━━━ The input

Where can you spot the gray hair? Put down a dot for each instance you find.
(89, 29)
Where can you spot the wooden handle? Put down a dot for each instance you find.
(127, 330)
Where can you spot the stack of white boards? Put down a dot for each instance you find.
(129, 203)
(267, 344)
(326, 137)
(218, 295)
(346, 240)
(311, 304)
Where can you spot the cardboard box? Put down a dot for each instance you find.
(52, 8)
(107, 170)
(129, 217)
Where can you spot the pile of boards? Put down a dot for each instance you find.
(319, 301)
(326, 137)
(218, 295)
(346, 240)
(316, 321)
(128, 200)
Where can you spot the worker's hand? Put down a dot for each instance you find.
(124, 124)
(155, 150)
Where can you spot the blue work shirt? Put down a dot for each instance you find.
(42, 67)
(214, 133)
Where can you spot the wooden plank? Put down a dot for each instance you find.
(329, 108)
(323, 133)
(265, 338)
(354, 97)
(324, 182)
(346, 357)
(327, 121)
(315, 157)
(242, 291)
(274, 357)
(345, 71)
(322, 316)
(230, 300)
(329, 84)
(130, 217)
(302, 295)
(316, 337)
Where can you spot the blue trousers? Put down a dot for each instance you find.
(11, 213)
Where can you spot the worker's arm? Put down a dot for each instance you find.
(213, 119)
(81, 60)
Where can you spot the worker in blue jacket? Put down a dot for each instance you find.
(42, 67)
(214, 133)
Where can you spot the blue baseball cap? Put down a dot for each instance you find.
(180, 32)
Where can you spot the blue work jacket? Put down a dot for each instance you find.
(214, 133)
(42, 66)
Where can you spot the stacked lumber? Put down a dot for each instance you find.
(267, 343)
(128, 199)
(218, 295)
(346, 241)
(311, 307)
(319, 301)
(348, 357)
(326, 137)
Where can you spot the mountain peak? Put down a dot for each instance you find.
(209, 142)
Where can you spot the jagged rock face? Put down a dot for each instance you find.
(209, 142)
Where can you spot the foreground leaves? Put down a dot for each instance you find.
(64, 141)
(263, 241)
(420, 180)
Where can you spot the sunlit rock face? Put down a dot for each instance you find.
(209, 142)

━━━━━━

Task: Would you copy out each record precisely as it stands?

Task output:
Where can you spot the gray hair? Put down a dot for each instance you find.
(89, 29)
Where can you spot the wooden handle? Put down a dot for each instance you find.
(127, 330)
Where can you spot the stack of white boards? Put down a dot for each instance you find.
(129, 203)
(267, 344)
(326, 137)
(218, 295)
(346, 240)
(311, 304)
Where can you spot the cardboard box? Put down a dot for each instance you find.
(52, 8)
(107, 170)
(129, 217)
Where can you spot the pile of boards? Put down a dot for each instance you find.
(319, 301)
(326, 137)
(218, 295)
(346, 240)
(316, 321)
(128, 200)
Where can you spot the worker's hand? Put down a dot for each instance you find.
(124, 124)
(155, 150)
Where can you spot the blue work shirt? Put down a dot for each instance you find.
(42, 67)
(214, 133)
Where can you spot the wooden plank? Put down a dot for each instance you find.
(329, 108)
(323, 133)
(265, 338)
(354, 97)
(324, 182)
(346, 357)
(327, 121)
(315, 157)
(242, 291)
(274, 357)
(345, 71)
(322, 316)
(230, 300)
(329, 84)
(130, 217)
(302, 295)
(316, 337)
Where can you spot the blue trousers? Put down a dot for each instance you find.
(11, 213)
Where can you spot the worker's arm? Put down a dot for each instance you find.
(213, 119)
(81, 60)
Where can you spot the worker in blue jacket? Put down a dot for each instance you find.
(42, 67)
(214, 133)
Where can you spot the blue baseball cap? Put down a dot for each instance you find.
(180, 32)
Where can you spot the blue work jacket? Put down a dot for each instance you find.
(214, 133)
(42, 66)
Where can you spot the stacked lumber? Put down a dot for each instance you find.
(267, 343)
(128, 199)
(218, 295)
(346, 241)
(311, 307)
(319, 301)
(348, 357)
(326, 137)
Where can you spot the mountain peak? Put down a dot for each instance you find.
(209, 142)
Where can you spot the jagged rock face? Put down a dot for each instance you find.
(209, 142)
Where can you spot the foreground leaves? Put down a dot for each instance you find.
(64, 141)
(263, 241)
(420, 180)
Where can you spot the sunlit rock face? Put down a dot for each instance you find.
(209, 142)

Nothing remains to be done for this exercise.